→ Written request
State how many lines in the records below contain the string "striped", with case counting, and give only that number.

→ Records shown
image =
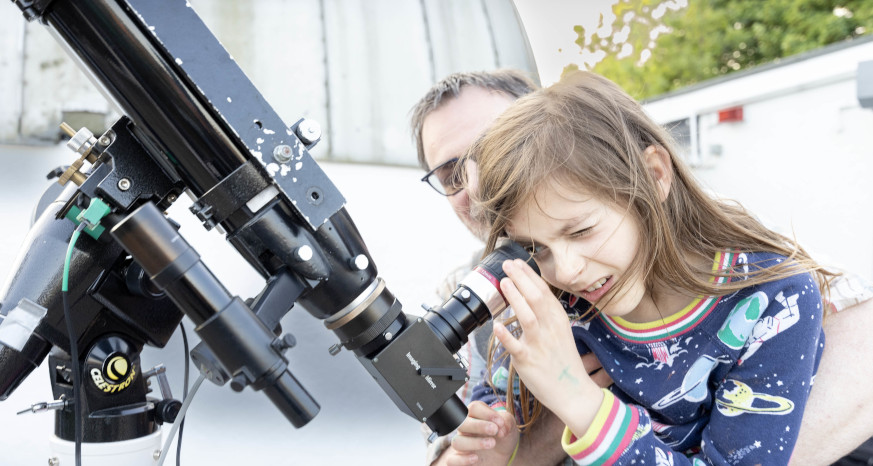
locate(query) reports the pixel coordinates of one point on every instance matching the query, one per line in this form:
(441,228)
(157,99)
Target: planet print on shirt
(737,398)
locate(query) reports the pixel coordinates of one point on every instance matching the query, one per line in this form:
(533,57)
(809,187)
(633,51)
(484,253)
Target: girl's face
(584,247)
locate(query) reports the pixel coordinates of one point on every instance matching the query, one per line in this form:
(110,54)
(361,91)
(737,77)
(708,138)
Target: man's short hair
(513,83)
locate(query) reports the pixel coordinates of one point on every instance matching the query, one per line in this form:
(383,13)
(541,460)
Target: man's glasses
(445,178)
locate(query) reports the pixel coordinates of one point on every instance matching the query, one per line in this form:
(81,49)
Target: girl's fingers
(512,345)
(529,284)
(460,459)
(524,313)
(479,410)
(472,426)
(468,444)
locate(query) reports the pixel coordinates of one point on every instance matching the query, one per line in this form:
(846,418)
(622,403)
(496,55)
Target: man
(839,414)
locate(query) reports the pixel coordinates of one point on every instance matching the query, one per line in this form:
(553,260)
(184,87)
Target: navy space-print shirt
(723,381)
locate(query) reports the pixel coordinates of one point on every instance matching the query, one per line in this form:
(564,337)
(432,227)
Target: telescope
(104,271)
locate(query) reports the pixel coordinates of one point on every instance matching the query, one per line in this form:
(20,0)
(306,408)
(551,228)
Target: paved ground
(358,424)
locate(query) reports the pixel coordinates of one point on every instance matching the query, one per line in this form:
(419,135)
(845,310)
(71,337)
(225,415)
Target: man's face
(451,129)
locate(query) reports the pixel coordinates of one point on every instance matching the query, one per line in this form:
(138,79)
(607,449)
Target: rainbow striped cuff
(608,436)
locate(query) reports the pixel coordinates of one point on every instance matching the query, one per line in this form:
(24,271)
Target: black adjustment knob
(238,382)
(167,410)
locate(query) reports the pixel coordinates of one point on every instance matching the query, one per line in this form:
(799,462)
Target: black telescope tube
(477,298)
(237,337)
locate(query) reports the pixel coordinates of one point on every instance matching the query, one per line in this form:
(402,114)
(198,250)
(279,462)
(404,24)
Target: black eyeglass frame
(431,179)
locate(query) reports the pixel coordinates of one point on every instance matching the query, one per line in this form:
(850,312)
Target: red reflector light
(730,114)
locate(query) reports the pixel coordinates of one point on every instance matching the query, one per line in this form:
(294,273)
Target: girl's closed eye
(534,249)
(582,233)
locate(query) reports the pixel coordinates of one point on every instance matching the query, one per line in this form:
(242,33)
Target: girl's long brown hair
(585,132)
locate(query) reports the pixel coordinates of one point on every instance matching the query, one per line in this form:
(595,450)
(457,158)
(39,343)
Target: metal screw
(361,262)
(308,131)
(304,253)
(283,153)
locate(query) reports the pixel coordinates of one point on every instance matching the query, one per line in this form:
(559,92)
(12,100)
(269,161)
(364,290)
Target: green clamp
(91,216)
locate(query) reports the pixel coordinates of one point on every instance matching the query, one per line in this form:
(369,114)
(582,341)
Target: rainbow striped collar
(678,323)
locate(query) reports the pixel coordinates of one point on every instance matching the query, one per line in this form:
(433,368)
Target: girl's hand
(487,437)
(545,354)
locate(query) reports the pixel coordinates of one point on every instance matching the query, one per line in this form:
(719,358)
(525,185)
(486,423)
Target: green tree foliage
(649,54)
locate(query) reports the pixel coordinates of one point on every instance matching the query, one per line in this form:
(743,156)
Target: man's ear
(661,168)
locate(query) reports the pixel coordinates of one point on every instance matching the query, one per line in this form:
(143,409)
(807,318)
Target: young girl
(708,323)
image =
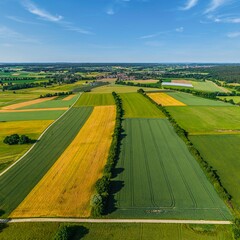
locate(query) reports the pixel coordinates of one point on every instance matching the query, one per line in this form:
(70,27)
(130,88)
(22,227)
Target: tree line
(100,199)
(210,172)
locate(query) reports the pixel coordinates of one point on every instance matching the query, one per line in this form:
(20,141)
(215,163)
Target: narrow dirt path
(82,220)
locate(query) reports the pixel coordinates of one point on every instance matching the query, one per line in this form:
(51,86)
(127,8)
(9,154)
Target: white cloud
(43,14)
(233,34)
(70,27)
(13,36)
(180,29)
(20,20)
(110,11)
(32,8)
(216,4)
(150,36)
(154,43)
(189,4)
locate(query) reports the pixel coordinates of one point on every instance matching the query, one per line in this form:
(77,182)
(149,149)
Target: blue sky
(119,31)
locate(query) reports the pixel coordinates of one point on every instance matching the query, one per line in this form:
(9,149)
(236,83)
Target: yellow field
(70,97)
(34,110)
(65,191)
(28,103)
(145,81)
(29,128)
(165,100)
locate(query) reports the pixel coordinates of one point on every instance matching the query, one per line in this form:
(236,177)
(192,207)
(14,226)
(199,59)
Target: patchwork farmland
(119,158)
(207,120)
(75,172)
(164,99)
(161,179)
(17,183)
(136,106)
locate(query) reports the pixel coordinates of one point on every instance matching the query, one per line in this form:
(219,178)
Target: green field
(120,89)
(207,120)
(137,106)
(53,103)
(159,178)
(224,156)
(192,100)
(118,231)
(95,99)
(236,99)
(207,86)
(20,180)
(10,98)
(36,115)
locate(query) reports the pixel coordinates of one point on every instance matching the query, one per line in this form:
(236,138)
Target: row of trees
(100,199)
(69,232)
(209,95)
(208,169)
(16,139)
(56,94)
(149,85)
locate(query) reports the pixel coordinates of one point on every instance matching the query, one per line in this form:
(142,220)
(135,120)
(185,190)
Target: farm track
(33,110)
(180,171)
(75,172)
(163,168)
(161,178)
(147,166)
(88,220)
(18,181)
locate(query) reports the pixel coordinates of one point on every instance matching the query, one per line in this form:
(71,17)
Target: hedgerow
(99,200)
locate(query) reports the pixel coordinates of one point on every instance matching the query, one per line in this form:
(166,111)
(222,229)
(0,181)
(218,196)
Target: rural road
(81,220)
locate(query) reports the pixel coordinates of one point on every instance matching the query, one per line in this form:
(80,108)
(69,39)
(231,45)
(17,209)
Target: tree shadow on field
(3,225)
(115,187)
(78,231)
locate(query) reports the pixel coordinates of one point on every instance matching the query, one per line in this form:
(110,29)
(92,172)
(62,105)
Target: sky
(120,31)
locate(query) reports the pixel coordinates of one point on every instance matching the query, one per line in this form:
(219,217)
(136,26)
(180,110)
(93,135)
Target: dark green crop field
(36,115)
(21,178)
(157,177)
(137,106)
(118,231)
(192,100)
(207,120)
(223,153)
(95,99)
(53,103)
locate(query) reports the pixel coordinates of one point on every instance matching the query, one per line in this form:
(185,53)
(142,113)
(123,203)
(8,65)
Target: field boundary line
(25,154)
(88,220)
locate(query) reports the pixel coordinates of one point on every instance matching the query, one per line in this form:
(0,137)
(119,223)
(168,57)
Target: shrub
(16,139)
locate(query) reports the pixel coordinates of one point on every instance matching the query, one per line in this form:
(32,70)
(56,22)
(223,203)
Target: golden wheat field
(28,103)
(34,110)
(24,127)
(165,100)
(65,191)
(70,97)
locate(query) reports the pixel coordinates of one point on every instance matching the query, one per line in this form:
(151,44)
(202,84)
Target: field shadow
(115,187)
(2,212)
(78,232)
(3,225)
(116,172)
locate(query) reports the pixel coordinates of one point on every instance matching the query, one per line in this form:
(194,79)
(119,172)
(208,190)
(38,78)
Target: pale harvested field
(145,81)
(34,110)
(165,100)
(181,81)
(28,103)
(67,188)
(70,97)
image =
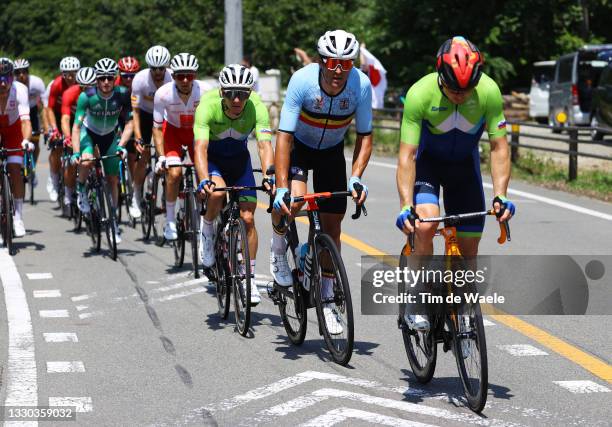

→ Full response
2